# start of EXERCISE MATERIAL

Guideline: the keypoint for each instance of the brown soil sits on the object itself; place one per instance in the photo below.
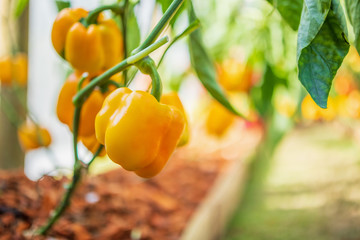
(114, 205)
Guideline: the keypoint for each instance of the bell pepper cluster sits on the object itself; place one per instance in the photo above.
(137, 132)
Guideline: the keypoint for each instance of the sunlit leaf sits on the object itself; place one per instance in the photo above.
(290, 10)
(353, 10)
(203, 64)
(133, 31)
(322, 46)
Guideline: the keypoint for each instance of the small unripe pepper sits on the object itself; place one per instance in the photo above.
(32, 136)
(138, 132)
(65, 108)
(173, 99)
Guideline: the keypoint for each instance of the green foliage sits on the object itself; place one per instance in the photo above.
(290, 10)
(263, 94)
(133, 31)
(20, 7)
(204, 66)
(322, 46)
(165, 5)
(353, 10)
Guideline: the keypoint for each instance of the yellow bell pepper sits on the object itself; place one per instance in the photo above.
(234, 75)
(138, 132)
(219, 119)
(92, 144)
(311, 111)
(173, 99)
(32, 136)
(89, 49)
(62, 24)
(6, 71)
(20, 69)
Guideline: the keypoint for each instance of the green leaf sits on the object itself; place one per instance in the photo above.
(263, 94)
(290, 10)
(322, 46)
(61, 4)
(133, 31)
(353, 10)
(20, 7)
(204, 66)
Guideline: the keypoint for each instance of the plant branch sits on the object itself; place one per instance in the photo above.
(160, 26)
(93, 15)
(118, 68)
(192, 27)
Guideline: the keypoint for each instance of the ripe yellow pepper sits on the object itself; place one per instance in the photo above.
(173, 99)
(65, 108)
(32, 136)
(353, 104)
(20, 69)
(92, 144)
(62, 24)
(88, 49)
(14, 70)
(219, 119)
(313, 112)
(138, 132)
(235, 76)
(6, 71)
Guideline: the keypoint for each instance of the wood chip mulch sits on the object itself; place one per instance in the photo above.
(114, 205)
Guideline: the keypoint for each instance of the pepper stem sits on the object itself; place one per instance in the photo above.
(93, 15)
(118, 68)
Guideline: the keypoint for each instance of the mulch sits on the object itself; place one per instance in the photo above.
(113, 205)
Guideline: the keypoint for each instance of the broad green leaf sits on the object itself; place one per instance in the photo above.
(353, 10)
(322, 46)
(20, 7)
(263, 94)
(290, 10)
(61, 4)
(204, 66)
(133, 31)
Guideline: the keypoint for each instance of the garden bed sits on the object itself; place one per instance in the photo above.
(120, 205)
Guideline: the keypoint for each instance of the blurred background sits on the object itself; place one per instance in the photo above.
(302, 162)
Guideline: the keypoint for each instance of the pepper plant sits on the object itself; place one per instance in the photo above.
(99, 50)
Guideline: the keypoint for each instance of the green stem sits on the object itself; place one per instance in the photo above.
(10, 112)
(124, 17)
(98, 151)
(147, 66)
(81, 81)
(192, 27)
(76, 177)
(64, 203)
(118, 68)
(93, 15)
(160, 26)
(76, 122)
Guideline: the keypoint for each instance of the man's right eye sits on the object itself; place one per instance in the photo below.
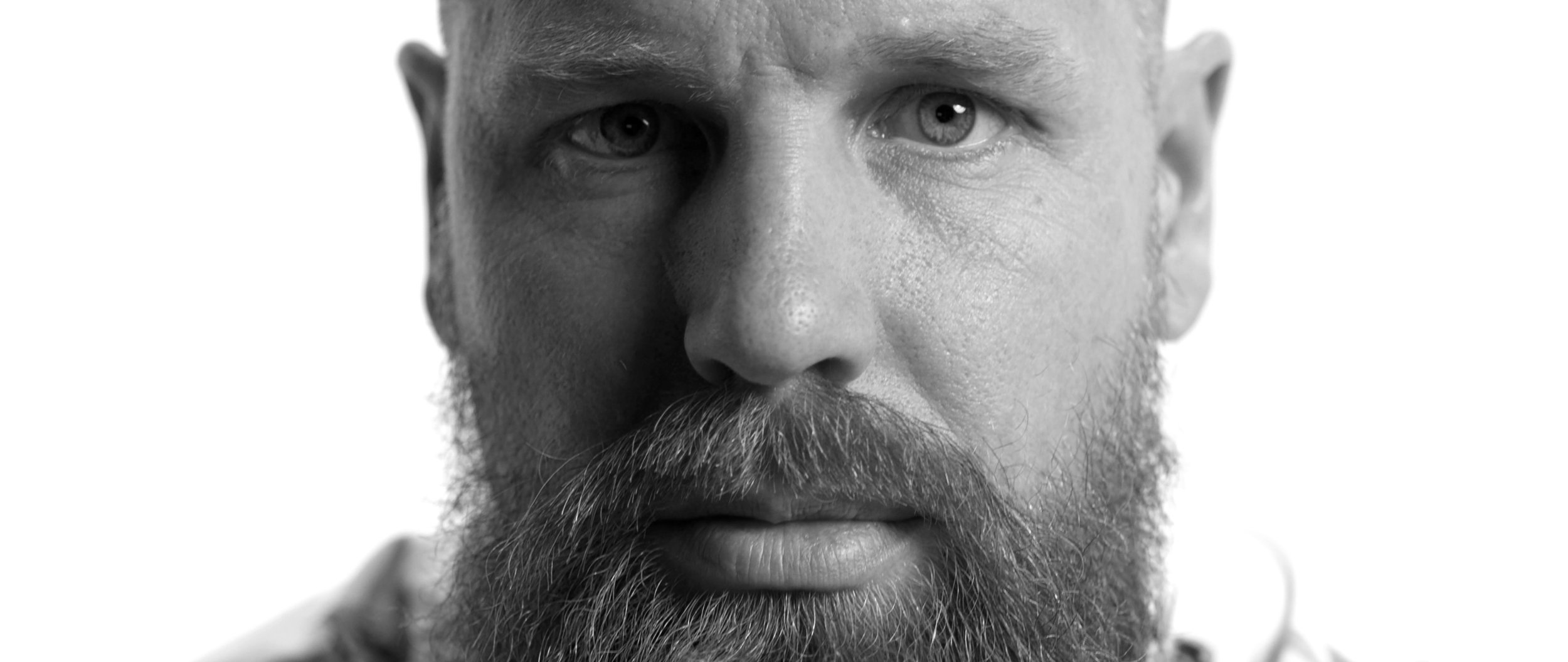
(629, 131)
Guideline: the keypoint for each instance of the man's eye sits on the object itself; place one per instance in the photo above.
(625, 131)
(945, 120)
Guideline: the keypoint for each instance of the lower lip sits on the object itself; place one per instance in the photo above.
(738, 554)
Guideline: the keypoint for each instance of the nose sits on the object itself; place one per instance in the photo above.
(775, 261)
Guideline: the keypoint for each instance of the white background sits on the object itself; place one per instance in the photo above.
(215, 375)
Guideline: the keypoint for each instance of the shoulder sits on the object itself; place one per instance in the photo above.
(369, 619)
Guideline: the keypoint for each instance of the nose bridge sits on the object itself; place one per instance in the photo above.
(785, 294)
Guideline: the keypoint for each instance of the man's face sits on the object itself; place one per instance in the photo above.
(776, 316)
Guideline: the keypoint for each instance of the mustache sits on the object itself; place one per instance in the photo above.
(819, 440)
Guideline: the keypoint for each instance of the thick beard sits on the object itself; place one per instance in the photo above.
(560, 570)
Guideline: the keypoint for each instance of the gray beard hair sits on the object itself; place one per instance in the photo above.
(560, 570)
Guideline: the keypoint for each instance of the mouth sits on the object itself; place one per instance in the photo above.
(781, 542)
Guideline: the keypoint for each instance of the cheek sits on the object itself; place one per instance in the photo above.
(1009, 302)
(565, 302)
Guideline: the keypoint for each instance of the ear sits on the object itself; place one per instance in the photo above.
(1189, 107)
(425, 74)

# end of EXERCISE MATERIAL

**GIVEN REQUEST:** Everything from the line containing "Guideline: the keypoint for each instance of the mustache" to the last line of the entries above should be quoted exactly, and only that.

**EXERCISE OUTPUT:**
Guideline: the keypoint for each instance of the mustache sits on the object itself; place one per instance in the photo above.
(819, 440)
Guideline: the keypoint for each instance of the thick beard sits on the object itself; place one per instance in the photo above.
(560, 570)
Guideline: the keypoint for each instance of the gray beard hair sits on the object itself; place one per instance in the photo above.
(560, 570)
Guideline: the keypoint for each instance of the mouth sits on the object itself; place one per instance in the photo above.
(781, 542)
Guideline: the keypoint for each instance of the cheek sits on the object itself; place one per instance in the photo above.
(1009, 302)
(565, 302)
Guideline: the keypoint for each instance of the ear sits on the object itself; place one per instance in the photo above.
(1189, 107)
(425, 74)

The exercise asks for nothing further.